━━━ Provided passage

The US Preventive Services Task Force (USPSTF) grades its recommendations (A, B, C, D, or I) and identifies the Levels of Certainty regarding Net Benefit (High, Moderate, and Low). The definitions of these grades can be found at the end of the "Major Recommendations" field.
Summary of Recommendations and Evidence
- The USPSTF concludes that the current evidence is insufficient to assess the balance of benefits and harms of prostate cancer screening in men younger than age 75 years.
This is an I statement.
- The USPSTF recommends against screening for prostate cancer in men age 75 years or older. This is a grade D recommendation.
Clinical Considerations
Patient Population under Consideration
This recommendation applies to men in the general U.S. population.
Risk Assessment
Older men, African-American men, and men with a family history of prostate cancer are at increased risk for diagnosis and death from prostate cancer. Unfortunately, the previously described gaps in the evidence regarding potential benefits of screening also apply to these men.
Screening Tests
The prostate-specific antigen (PSA) test is more sensitive than the digital rectal examination for detecting prostate cancer. The conventional PSA screening cut-point of 4.0 micrograms/L detects many prostate cancer cases; however, some early cases of prostate cancer will be missed by this cut-point. Using a lower cut-point to define an abnormal PSA detects more cases of cancer.

━━━━━━
━━━ Data excerpts

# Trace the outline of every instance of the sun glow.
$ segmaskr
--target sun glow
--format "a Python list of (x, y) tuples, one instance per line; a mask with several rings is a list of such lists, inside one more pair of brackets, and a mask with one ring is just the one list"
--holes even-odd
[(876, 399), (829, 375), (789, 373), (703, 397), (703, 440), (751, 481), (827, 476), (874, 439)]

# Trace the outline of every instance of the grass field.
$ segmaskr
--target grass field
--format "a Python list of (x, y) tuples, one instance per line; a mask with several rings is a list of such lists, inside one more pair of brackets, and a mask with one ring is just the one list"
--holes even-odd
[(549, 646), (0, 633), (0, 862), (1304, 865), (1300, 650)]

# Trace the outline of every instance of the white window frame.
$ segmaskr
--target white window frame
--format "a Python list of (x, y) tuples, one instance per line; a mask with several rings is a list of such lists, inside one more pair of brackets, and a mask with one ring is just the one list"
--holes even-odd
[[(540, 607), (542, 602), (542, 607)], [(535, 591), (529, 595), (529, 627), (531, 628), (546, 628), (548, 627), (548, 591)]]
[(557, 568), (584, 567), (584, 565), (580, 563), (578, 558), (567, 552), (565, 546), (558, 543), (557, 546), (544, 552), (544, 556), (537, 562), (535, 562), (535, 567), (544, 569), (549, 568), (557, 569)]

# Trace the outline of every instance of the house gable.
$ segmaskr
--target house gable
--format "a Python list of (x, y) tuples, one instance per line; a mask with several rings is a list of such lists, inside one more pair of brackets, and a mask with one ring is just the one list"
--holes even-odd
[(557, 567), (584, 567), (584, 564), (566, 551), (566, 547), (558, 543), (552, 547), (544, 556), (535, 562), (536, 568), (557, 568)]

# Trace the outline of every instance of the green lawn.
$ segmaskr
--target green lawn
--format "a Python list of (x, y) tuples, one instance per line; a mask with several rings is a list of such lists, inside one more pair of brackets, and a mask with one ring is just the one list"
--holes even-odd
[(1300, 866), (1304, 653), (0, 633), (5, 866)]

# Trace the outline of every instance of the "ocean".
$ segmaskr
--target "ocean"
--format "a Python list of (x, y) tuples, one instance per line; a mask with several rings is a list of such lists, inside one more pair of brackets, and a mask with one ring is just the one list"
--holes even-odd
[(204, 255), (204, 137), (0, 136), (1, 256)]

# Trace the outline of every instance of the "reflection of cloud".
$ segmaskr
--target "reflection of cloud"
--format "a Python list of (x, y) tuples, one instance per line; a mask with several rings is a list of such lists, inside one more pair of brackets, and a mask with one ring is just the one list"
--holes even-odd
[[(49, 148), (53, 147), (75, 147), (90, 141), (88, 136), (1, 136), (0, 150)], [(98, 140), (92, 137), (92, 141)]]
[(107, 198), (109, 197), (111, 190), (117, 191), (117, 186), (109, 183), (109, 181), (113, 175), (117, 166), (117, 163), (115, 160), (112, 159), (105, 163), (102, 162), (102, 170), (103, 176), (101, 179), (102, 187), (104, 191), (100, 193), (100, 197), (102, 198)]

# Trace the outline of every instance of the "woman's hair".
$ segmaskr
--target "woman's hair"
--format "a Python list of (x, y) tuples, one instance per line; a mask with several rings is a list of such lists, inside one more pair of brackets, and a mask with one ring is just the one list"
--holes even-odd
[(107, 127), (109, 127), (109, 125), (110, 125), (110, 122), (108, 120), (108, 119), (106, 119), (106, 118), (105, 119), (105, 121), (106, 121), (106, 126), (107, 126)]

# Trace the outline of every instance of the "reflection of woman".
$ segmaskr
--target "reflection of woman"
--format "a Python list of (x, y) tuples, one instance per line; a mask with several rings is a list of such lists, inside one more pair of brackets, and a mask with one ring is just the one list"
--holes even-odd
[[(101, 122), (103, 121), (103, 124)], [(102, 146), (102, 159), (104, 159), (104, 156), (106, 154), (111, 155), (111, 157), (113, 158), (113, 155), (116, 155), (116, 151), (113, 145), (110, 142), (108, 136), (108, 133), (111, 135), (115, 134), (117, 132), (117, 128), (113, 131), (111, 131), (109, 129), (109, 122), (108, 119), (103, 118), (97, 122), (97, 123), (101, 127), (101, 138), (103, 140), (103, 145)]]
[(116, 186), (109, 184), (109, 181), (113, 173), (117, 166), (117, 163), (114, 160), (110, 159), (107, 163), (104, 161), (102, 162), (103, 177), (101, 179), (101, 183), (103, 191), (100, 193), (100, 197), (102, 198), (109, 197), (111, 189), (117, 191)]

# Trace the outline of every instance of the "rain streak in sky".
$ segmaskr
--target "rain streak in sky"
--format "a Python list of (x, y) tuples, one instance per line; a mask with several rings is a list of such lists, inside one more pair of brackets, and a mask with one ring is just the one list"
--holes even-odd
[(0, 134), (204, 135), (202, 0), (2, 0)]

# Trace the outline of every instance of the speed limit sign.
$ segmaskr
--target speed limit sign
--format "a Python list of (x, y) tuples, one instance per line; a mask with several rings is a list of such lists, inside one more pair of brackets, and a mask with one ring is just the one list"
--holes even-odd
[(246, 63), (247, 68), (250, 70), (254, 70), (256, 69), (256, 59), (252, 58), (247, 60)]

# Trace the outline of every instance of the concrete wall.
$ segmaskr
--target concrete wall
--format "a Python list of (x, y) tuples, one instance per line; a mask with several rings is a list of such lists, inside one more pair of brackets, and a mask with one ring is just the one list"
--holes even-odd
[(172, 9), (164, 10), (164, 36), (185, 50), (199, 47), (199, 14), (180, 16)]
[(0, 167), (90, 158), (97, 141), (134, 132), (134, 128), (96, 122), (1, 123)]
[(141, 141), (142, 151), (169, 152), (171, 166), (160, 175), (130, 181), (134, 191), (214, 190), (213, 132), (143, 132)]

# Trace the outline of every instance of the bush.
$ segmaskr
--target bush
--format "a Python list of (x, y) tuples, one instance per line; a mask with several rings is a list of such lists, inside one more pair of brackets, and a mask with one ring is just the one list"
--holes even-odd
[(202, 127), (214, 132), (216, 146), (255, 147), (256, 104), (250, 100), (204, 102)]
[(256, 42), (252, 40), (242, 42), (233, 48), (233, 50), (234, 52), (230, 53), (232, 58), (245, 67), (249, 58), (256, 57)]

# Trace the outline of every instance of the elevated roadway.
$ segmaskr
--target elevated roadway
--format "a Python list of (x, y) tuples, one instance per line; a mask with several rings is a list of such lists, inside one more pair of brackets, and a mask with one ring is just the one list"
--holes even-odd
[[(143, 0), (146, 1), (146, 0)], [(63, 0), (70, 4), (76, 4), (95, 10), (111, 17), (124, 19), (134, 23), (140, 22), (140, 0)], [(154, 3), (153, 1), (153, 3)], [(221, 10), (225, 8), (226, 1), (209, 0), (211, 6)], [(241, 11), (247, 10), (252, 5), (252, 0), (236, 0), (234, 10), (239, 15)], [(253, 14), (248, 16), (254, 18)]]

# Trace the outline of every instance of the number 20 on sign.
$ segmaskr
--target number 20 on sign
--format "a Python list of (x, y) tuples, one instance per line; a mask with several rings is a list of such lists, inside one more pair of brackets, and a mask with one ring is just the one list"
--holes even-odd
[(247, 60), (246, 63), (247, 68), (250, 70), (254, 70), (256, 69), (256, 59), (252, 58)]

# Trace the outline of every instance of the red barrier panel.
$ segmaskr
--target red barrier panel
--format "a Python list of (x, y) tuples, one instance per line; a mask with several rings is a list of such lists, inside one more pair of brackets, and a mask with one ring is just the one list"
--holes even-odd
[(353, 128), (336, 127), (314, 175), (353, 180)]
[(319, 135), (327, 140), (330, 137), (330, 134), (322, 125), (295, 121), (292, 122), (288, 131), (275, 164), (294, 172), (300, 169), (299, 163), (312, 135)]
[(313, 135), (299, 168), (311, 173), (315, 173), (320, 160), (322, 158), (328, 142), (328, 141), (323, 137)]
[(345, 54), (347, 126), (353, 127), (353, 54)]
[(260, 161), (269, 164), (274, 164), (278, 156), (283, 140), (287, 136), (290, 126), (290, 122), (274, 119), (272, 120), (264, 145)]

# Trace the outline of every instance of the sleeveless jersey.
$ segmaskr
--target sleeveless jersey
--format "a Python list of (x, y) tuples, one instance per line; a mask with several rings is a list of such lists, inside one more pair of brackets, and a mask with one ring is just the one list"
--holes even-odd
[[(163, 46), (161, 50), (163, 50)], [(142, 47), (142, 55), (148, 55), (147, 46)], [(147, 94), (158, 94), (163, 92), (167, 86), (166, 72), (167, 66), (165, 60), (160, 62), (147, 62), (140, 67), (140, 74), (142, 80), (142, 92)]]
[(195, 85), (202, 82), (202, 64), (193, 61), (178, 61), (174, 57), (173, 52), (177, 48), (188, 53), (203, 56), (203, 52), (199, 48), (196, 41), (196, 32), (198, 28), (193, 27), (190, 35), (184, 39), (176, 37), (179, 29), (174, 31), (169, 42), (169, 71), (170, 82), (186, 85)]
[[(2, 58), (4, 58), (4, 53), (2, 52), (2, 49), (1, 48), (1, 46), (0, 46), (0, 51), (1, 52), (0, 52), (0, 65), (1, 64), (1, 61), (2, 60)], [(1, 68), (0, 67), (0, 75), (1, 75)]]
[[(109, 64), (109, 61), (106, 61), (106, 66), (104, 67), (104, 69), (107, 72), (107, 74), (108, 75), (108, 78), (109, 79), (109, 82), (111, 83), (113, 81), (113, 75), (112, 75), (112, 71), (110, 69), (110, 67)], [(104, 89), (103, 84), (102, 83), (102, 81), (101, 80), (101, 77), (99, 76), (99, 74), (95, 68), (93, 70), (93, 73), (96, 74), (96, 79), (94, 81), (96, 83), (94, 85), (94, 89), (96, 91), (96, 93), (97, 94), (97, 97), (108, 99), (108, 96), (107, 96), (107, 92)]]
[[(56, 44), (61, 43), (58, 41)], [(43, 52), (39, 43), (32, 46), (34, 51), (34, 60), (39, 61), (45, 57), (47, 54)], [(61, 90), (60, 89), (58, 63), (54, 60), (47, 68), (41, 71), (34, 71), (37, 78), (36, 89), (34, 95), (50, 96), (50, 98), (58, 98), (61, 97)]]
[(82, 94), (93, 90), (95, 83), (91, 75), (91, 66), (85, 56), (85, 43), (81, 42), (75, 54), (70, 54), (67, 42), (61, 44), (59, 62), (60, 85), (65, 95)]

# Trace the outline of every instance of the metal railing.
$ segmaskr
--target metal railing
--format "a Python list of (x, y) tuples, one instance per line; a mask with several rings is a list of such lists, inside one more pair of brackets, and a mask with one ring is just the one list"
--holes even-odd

━━━━━━

* Task details:
Return the part of the prostate cancer screening recommendation above exactly, starting with "Clinical Considerations" and going on through "to these men.".

* Answer for this exercise:
Clinical Considerations
Patient Population under Consideration
This recommendation applies to men in the general U.S. population.
Risk Assessment
Older men, African-American men, and men with a family history of prostate cancer are at increased risk for diagnosis and death from prostate cancer. Unfortunately, the previously described gaps in the evidence regarding potential benefits of screening also apply to these men.